Task prompt: Output the material beneath exactly, leaving nothing out.

Extracted entries:

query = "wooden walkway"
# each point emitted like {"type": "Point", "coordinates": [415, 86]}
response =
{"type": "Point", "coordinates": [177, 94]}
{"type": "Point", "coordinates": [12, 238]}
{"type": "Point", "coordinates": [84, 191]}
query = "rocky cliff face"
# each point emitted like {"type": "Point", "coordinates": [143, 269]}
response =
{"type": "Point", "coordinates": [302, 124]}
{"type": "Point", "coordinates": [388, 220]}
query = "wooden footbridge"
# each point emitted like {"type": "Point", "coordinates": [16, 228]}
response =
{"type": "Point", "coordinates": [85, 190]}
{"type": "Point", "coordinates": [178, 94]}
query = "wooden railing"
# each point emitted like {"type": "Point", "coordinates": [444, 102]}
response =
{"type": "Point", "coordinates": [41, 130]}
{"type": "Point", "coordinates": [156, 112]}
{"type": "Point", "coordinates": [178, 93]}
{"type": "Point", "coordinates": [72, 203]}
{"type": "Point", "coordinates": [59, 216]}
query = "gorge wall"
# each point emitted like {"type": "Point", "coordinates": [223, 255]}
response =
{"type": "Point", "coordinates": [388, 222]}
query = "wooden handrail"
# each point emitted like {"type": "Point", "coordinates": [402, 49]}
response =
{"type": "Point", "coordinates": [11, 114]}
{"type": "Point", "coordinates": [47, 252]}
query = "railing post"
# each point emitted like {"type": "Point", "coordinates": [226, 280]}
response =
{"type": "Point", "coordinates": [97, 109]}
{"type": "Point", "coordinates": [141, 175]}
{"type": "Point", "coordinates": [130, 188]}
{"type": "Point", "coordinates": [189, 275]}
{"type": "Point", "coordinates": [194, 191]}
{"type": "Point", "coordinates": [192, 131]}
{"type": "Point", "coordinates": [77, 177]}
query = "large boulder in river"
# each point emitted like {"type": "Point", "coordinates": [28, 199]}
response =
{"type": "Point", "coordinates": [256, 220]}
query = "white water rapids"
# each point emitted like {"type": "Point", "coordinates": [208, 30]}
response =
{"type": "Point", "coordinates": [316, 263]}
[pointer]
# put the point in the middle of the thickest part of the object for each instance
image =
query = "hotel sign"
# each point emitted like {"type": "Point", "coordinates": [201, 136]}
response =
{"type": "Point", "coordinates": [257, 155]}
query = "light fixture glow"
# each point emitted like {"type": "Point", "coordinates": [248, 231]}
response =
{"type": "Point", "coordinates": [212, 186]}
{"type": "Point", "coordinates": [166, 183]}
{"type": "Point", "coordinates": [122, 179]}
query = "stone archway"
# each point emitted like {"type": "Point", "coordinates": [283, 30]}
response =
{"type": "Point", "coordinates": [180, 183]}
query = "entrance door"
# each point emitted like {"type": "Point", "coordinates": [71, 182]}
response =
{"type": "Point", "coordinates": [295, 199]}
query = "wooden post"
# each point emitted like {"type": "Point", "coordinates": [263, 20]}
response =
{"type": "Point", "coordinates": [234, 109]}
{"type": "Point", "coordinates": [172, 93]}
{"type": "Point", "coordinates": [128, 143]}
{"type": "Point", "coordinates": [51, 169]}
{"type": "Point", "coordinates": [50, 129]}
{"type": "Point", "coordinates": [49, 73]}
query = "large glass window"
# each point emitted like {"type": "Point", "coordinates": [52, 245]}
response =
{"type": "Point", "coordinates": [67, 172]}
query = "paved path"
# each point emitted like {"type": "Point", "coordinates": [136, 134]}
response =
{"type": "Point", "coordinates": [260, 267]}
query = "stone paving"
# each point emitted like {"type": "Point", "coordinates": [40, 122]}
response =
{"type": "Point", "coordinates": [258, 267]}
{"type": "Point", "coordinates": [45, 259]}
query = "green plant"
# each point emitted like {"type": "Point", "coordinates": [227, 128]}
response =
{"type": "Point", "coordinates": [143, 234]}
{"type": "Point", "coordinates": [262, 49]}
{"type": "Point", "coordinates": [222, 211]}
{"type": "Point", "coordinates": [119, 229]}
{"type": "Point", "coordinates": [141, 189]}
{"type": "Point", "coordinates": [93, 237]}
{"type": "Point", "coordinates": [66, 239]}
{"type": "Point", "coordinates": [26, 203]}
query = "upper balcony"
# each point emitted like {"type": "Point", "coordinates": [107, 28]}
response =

Reply:
query = "wooden walkway"
# each point emitted like {"type": "Point", "coordinates": [415, 86]}
response =
{"type": "Point", "coordinates": [177, 94]}
{"type": "Point", "coordinates": [12, 238]}
{"type": "Point", "coordinates": [84, 191]}
query = "rocky cliff face"
# each point emitted like {"type": "Point", "coordinates": [143, 269]}
response =
{"type": "Point", "coordinates": [302, 124]}
{"type": "Point", "coordinates": [388, 220]}
query = "wooden footbridge"
# each point emitted like {"type": "Point", "coordinates": [16, 228]}
response =
{"type": "Point", "coordinates": [85, 190]}
{"type": "Point", "coordinates": [178, 94]}
query = "wooden railing"
# each point emitted like {"type": "Point", "coordinates": [444, 102]}
response =
{"type": "Point", "coordinates": [41, 130]}
{"type": "Point", "coordinates": [156, 112]}
{"type": "Point", "coordinates": [178, 93]}
{"type": "Point", "coordinates": [72, 203]}
{"type": "Point", "coordinates": [59, 216]}
query = "gorge wall"
# each point emitted like {"type": "Point", "coordinates": [223, 255]}
response =
{"type": "Point", "coordinates": [388, 222]}
query = "wooden handrail"
# each point emitted like {"type": "Point", "coordinates": [402, 49]}
response =
{"type": "Point", "coordinates": [11, 114]}
{"type": "Point", "coordinates": [47, 252]}
query = "railing post"
# each point emitted like {"type": "Point", "coordinates": [226, 280]}
response =
{"type": "Point", "coordinates": [97, 109]}
{"type": "Point", "coordinates": [141, 175]}
{"type": "Point", "coordinates": [130, 188]}
{"type": "Point", "coordinates": [189, 275]}
{"type": "Point", "coordinates": [194, 191]}
{"type": "Point", "coordinates": [192, 131]}
{"type": "Point", "coordinates": [77, 177]}
query = "large boulder in river"
# each point emitted like {"type": "Point", "coordinates": [28, 199]}
response =
{"type": "Point", "coordinates": [256, 220]}
query = "white water rapids"
# each point emitted like {"type": "Point", "coordinates": [208, 30]}
response =
{"type": "Point", "coordinates": [316, 263]}
[pointer]
# put the point in the middle of the thickest part of the object for each instance
image =
query = "hotel sign"
# each point emitted like {"type": "Point", "coordinates": [201, 136]}
response =
{"type": "Point", "coordinates": [257, 155]}
query = "light fixture glow"
# each point emitted like {"type": "Point", "coordinates": [248, 231]}
response =
{"type": "Point", "coordinates": [212, 186]}
{"type": "Point", "coordinates": [166, 183]}
{"type": "Point", "coordinates": [122, 179]}
query = "stone archway"
# each point emitted like {"type": "Point", "coordinates": [283, 30]}
response =
{"type": "Point", "coordinates": [180, 183]}
query = "entrance door"
# each point emitted like {"type": "Point", "coordinates": [71, 182]}
response =
{"type": "Point", "coordinates": [295, 199]}
query = "wooden post"
# each point emitted like {"type": "Point", "coordinates": [263, 20]}
response =
{"type": "Point", "coordinates": [234, 109]}
{"type": "Point", "coordinates": [172, 93]}
{"type": "Point", "coordinates": [128, 143]}
{"type": "Point", "coordinates": [51, 169]}
{"type": "Point", "coordinates": [50, 129]}
{"type": "Point", "coordinates": [49, 73]}
query = "large glass window"
# each point emitted like {"type": "Point", "coordinates": [52, 245]}
response =
{"type": "Point", "coordinates": [67, 172]}
query = "paved path"
# each point emitted like {"type": "Point", "coordinates": [136, 134]}
response =
{"type": "Point", "coordinates": [260, 267]}
query = "stone paving"
# each point emitted like {"type": "Point", "coordinates": [40, 122]}
response =
{"type": "Point", "coordinates": [258, 267]}
{"type": "Point", "coordinates": [45, 259]}
query = "green plant"
# each point emitted like {"type": "Point", "coordinates": [227, 128]}
response =
{"type": "Point", "coordinates": [143, 234]}
{"type": "Point", "coordinates": [262, 49]}
{"type": "Point", "coordinates": [222, 211]}
{"type": "Point", "coordinates": [119, 229]}
{"type": "Point", "coordinates": [141, 189]}
{"type": "Point", "coordinates": [93, 237]}
{"type": "Point", "coordinates": [66, 239]}
{"type": "Point", "coordinates": [26, 203]}
query = "upper balcony"
# each point emitted like {"type": "Point", "coordinates": [107, 28]}
response =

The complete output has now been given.